Could all of the entries be written out exactly, with any pictures omitted?
:: INPUT FOR THIS TASK ::
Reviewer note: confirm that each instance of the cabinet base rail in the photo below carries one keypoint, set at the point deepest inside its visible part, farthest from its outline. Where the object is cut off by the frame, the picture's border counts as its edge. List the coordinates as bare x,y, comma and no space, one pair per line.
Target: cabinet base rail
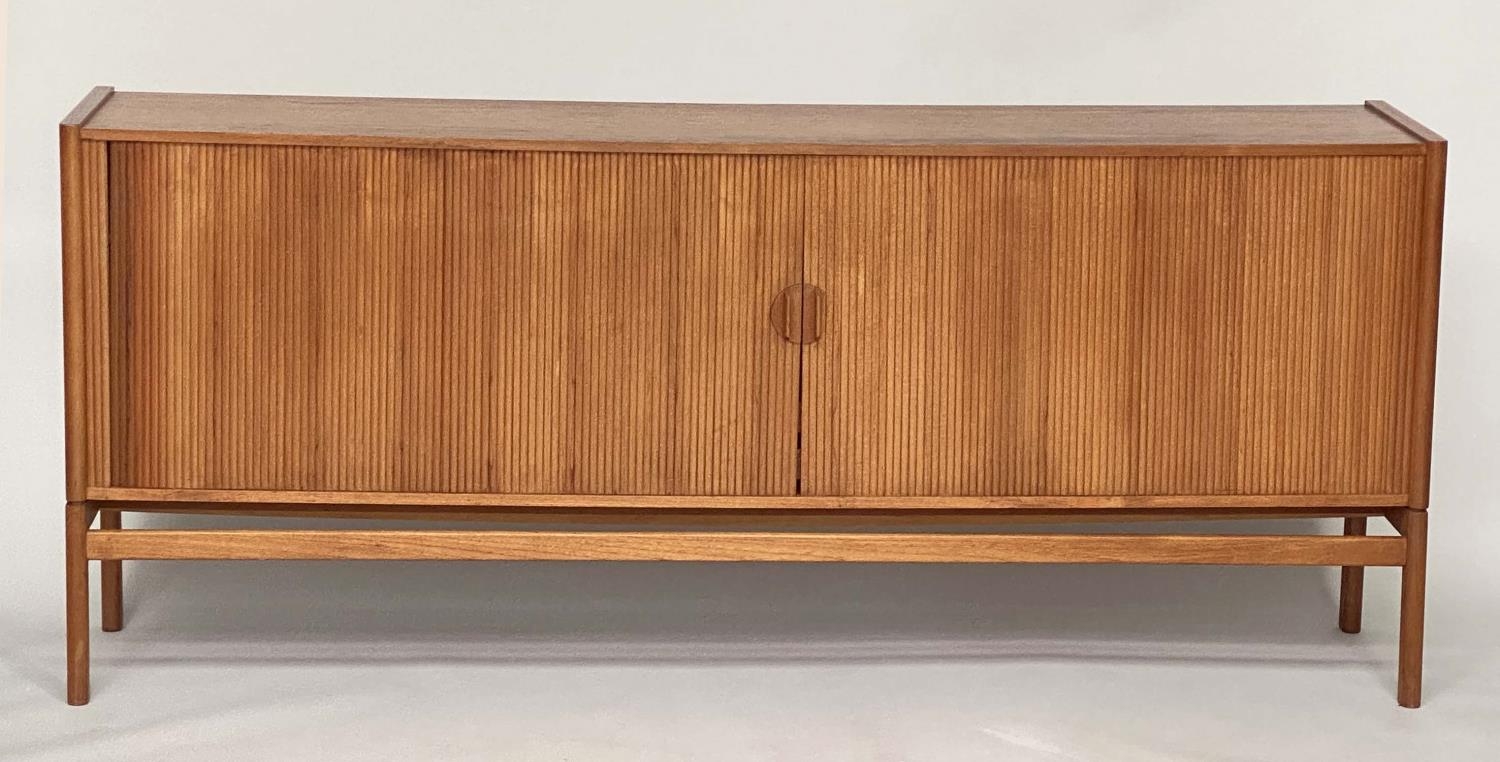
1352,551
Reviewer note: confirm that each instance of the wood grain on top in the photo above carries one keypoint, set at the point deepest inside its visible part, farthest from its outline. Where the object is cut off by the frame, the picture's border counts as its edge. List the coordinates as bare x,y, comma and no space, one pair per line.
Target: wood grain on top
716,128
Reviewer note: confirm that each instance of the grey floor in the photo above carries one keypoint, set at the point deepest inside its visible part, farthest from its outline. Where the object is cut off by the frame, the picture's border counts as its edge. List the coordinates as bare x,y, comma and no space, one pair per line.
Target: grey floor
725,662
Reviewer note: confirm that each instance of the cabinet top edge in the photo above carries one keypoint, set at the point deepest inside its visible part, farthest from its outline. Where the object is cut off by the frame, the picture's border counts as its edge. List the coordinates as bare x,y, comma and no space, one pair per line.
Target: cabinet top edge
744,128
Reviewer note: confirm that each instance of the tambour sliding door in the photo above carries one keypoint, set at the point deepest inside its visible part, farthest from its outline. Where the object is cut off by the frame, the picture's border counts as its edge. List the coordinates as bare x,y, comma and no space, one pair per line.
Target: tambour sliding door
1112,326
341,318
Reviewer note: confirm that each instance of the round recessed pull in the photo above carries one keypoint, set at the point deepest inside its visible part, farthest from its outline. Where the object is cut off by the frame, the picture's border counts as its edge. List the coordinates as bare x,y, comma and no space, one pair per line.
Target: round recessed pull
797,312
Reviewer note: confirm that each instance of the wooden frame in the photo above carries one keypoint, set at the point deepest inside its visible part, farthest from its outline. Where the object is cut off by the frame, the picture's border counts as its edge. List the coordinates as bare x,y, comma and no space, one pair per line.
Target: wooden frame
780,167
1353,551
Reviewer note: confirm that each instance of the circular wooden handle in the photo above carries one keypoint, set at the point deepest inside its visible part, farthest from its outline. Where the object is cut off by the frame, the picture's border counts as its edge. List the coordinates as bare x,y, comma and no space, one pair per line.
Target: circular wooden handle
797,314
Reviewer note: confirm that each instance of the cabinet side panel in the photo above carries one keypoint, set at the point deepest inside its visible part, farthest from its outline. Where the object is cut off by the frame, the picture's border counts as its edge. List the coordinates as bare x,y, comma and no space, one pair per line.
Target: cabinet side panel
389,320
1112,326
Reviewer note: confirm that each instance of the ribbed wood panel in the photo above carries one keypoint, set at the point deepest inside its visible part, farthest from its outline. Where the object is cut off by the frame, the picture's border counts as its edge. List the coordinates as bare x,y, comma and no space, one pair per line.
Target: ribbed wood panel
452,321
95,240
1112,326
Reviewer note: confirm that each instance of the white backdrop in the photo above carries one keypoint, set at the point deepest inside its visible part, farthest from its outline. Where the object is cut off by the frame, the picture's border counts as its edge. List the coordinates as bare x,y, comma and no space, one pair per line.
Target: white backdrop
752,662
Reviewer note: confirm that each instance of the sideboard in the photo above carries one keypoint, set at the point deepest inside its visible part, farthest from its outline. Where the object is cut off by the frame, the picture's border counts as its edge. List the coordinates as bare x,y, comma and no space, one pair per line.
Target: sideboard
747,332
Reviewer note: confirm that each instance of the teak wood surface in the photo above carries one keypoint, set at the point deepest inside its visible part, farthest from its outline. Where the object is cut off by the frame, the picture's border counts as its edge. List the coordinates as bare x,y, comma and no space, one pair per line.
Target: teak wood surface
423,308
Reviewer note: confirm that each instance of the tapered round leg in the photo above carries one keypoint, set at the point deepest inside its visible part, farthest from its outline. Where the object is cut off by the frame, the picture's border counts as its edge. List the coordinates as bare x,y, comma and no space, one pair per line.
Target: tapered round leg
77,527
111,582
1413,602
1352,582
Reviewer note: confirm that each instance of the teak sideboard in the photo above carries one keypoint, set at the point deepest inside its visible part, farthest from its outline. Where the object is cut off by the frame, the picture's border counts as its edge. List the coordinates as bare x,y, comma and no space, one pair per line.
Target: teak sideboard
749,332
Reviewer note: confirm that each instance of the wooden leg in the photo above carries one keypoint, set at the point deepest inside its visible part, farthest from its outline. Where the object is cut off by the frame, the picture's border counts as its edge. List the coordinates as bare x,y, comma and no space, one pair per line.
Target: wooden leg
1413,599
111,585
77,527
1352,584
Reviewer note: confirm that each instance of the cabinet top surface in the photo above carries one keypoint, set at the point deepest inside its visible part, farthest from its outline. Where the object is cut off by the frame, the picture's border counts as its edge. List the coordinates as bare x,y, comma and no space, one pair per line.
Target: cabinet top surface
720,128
:::
_RESPONSE TO THE EXERCISE:_
Reviewer note: confirm that each instance of the cabinet base rail in the photo below carries one keypoint, set at the point deepest inside its visible part, farthest from its outline. Where the object is cut off by the frame, the picture's border counts as its edge. List the coordinates as bare x,y, comma and no space, one pair per line.
Target: cabinet base rail
1352,551
Reviewer note: confirm that each instance of the wood grain on top in the photo above carries one keypoint, set at the point deepest inside its visible part, farthest from its outline. Where the object is cut off by the frame, the picture's border counts as its edge. List the coordinates as bare x,y, comma and no space, one pair per line.
Target: wood grain on top
716,128
Reviewer note: confirm that each instance of the grey floor in the photo above carries one keypoint, set at the point deepest inside its visible part, farthest from its outline. Where the object is cut off by the frame, the picture's border counts as its edge. List the coordinates as bare x,y, comma and no space, one pair per line.
Target: grey floor
725,662
Reviewer note: confirm that each instance of the cabinet top edge in the photo above carries one keypoint, set at the point deepest inside its visible part, farthest from its outline. Where the object is cut off by the frame, the picture's border counts as its edge. List the coordinates as bare x,y, comma and no space, one pair per line.
Target: cabinet top edge
744,128
Reviewer note: confirm that each instance of the tambour sliding door in the photo above carries one keypoint, set at the point deepest inside its visible part, farthest from its outline. Where the object is cut off by the frame, the picture's border counts as its edge. List the coordinates as bare x,y, comma and no space, one pair per line.
Target: tambour sliding door
1112,326
341,318
Reviewer note: confirm that each instance of the round recessed pull in the photo above carries one keypoint, set at the point deepest inside its visible part, farthest from its outline. Where the object is cut off by the frame, the picture's border counts as its edge. List the coordinates as bare x,y, comma and no space, one pair per line.
Target: round recessed pull
797,312
Reviewer note: confirm that each instance of the wooden frame in the photo above carries one keypoint, set at the point deepest inside its visible part, farthest from its outline. Where the object is cut off by the frame, the picture's border counts as its edge. List the coordinates as bare x,y, comma and no space, one pair per line.
Target: wooden frame
780,167
1353,551
Reviewer note: confirm that each instance of the circular wooden handle in the photo above carries one keypoint, set at the point deepest inside its visible part, farthest from its outline. Where the object is cut off by the frame, the picture's border counts as its edge. List the coordinates as bare x,y, comma and no space, one pair per line.
Target: circular wooden handle
797,314
Reviewer note: confirm that each instance of the cabinet side panel in the photo above carries one keypoint, set at the point deepest inside its visible part, farthest from its outline. Where the object is cut off by the frame, the picture's border counts as its edge. List the coordinates as bare x,y, comma and no space, one pair per line.
Target: cabinet side panel
389,320
1112,326
Reviewer note: confirm that each instance of the ribbed wood panel in the photo above carries one keypoint, set at the point deepest inside its visible part, farthest from its outline. Where the object is cut off by the frame, the picture's border counts as its edge. List the coordinates as bare x,y, comma and no space, one pair per line.
Target: ribbed wood panel
452,321
95,240
1112,326
Reviewer note: confirm that each instance of the white backdrop in the photo above carries one keypoint, set at the point deepest inside its visible part, farthest from its outline. Where the object is cut off by the frame, the picture's border counts as its edge. List the coordinates as bare x,y, comma and no space, one pair per line.
Target: white backdrop
752,662
Reviewer note: confirm that each instance of the sideboard in the photo above carries one keypoint, set at the point deepest inside its visible part, farthest from its outline. Where the object is cut off by the frame, the picture's border counts as its edge. List the coordinates as bare x,y, comma and no space, one pair per line.
Target: sideboard
747,332
Reviewer note: confirm that each instance of the teak wood surface in the photo above carries one keypoint, set at the point deepest inside its visible part, farthest from its outline. Where the object is cut off by the frame, the picture's border counts as its edge. List the coordinates as bare x,y, comma and no space, one pair per line.
Target: teak wood surface
423,308
Reviewer note: confirm that each instance of the tapered round leg in the photo above carries one keypoint, set at the point deepest inside its visible part, farthest from its outline. Where the object is cut off by the frame, the picture's border counts as its edge. List the coordinates as bare x,y, comma and no space, one pair per line.
Target: tapered round leg
77,527
111,582
1413,602
1352,582
Reviewer note: confirm that each instance of the teak sideboard in the photo above carries one keypoint, set at the point deepest inside its visible part, farthest from its outline. Where the object is cut off by the frame, the picture's border counts as its edge. List the coordinates as bare x,y, comma and no space, one pair per line.
Target: teak sideboard
749,332
Reviewer note: confirm that each instance of the wooden leg in the photo above carries one keypoint, set at the point deepest inside its visible part, farthest from its outline. Where the object is cut off by the frame, the picture's border counts as its edge. List the coordinates as bare x,y, comma and no space, one pair per line.
Target: wooden leg
1413,599
111,585
77,527
1352,584
Reviewer note: confirm that each instance of the cabinet top surface in the photo above carries one keypoint, set at the point deepest inside its visible part, farthest from its outline. Where the object is cut off by the frame, the picture's border counts as its edge. List the coordinates as bare x,y, comma and no space, one pair per line.
Target: cabinet top surface
720,128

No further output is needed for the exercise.